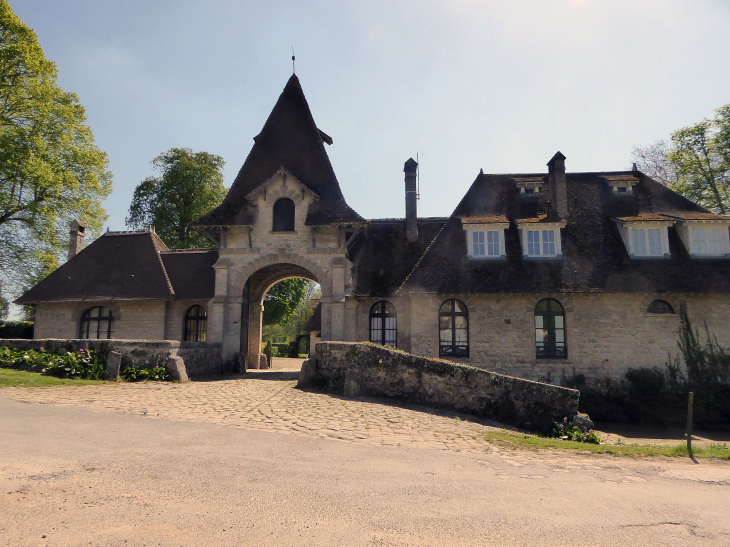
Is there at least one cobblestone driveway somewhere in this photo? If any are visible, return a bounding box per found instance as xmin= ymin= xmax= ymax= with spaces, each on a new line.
xmin=0 ymin=373 xmax=504 ymax=452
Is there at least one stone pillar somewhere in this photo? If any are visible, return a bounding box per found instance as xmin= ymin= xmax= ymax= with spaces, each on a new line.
xmin=221 ymin=296 xmax=242 ymax=361
xmin=246 ymin=301 xmax=264 ymax=368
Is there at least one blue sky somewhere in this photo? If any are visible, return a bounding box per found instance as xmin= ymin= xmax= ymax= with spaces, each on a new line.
xmin=10 ymin=0 xmax=730 ymax=230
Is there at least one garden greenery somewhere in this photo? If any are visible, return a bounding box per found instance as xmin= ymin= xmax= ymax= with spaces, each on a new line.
xmin=561 ymin=303 xmax=730 ymax=427
xmin=0 ymin=348 xmax=106 ymax=380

# What you need to do:
Rewrite all of the items above with "photo" replaced by "image" wherever it occurs, keeping everything else the same. Leave the pictures out of the answer.

# Reply:
Is there at least one cobblestone driveway somewhere in this image? If any are visible, return a bounding box per found instance as xmin= ymin= xmax= ymax= with spaces, each on a new line.
xmin=0 ymin=373 xmax=504 ymax=452
Is there at least one stone pillar somewhere in this image? If any are visible, return a bounding box per found instance as xmin= ymin= xmax= ymax= with spaces, each on a new line.
xmin=221 ymin=296 xmax=242 ymax=361
xmin=246 ymin=301 xmax=264 ymax=368
Is there at least one blue sky somewhere in this image? If any are visible, return a bounding box per found instance as xmin= ymin= xmax= ymax= with spaces, each on a new line.
xmin=10 ymin=0 xmax=730 ymax=230
Is there at least one garden greenery somewhere in this image? If any are visible, return a bounding box per found instance as xmin= ymin= xmax= ymax= with spaces, each on a new line.
xmin=561 ymin=303 xmax=730 ymax=427
xmin=0 ymin=348 xmax=106 ymax=380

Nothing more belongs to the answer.